The man who was my earliest mentor was disappointed when I stopped writing poetry. I took on that disappointment as my own for years. I was glad to be writing again, once my children were all in school and I had more time; but I wondered if I was doing the right work. As though I had a choice. To say no to those voices in the grass, the presences in the Murray churchyard, the meaning of pollen on our tent as we woke on those mornings on Nicola Lake to the sound of nutcrackers and magpies. Or to refuse what seemed possible after years of not being able to put one word after another until I had a sentence, a page. Or four.

In our house, we re-purpose things. Sheets became curtains for the guest room, a Greek olive oil tin holds a rosemary plant, scraps of fabric find their way into quilts, an old iron grate from the basement of the house we were living in when poetry left me has become the portal hanging out my study window. These days as I wait to welcome a new book into the world and think about the next one, I think of a book I’ve  written about before: Guy Davenport’s wonderful essay collection, Every Force Evolves a Form, the title bowing in homage to Shaker founder, Mother Ann Lee. The title essay, a gathering of birds, concludes this way:

The history of birds taken to be daimons traverses religions, folklore, and literature. In Europe it begins with the drawing of a bird mounted on a pole in Lascaux. In the New World we can trace it back to the Amerindian understanding of the meadowlark as a mediator between men and spirits of the air. Poe’s raven, Keats’ nightingale, Shelley’s skylark, Olson’s kingfisher, Whitman’s osprey thrush, and mocking-bird, Hopkins’ windhover are but modulations in a long tradition, a dance of forms to a perennial spiritual force.

I’d add Emily Dickinson’s lark (“Split the Lark, and you’ll find the Music”), who in fact prefaces this essay, and I’d say yes, to all the birds, their modulations, all the vessels, holding flowers or ashes, oil or water, powered by oars or wind, dense with potential.

redux: “I have always taken the compass as a thing to be held.”

This was written on March 31, 2014. 6 years later I am anticipating the publication (in a month or so) of a novella written in homage to the novellas of Sheila Watson and Ethel Wilson. They were the compass and the maps I had in my mind and on my desk as I wrote The Weight of the Heart.

SOURCE EXCERPT:
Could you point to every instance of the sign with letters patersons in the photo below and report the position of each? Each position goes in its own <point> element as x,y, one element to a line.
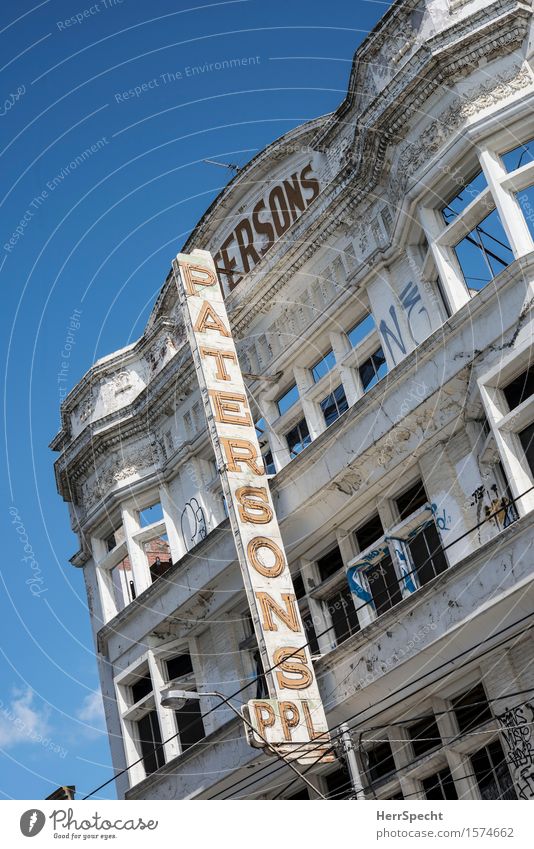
<point>292,719</point>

GIVEN TASK A:
In the essay about writing and re-purposing things, what does the Greek olive oil tin hold?
GIVEN TASK B:
Carry on the essay about writing and re-purposing things from its final sentence.

TASK RESPONSE A:
A rosemary plant.

TASK RESPONSE B:
I’ve never been to Dog Creek though I’ve thought of it many times as we’ve driven Highway 97 from Cache Creek north. In 1934 (one account says 1935) the young Sheila Doherty went to teach school in Dog Creek, then (as now) a remote community on the west side of the Fraser River. She lived in Dog Creek for two years and wrote of this time in her first novel, Deep Hollow Creek, though it was published much later in her life, after she’d achieved a kind of fame after the publication of her second novel, The Double Hook, in 1959. By then she’d married Wilfred Watson and taken his surname.

I read The Double Hook as many of us did, as an undergraduate (in the last century), and it changed the way I thought about novels. Its language, both lean and mythic, led the reader into a hermetic world from which one emerged, dazed and somehow enlightened. Its structure was (is) perfectly balanced between darkness and illumination, between violence and redemption. As Sheila Watson wrote in The Double Hook, “…when you fish for the glory you catch the darkness too.”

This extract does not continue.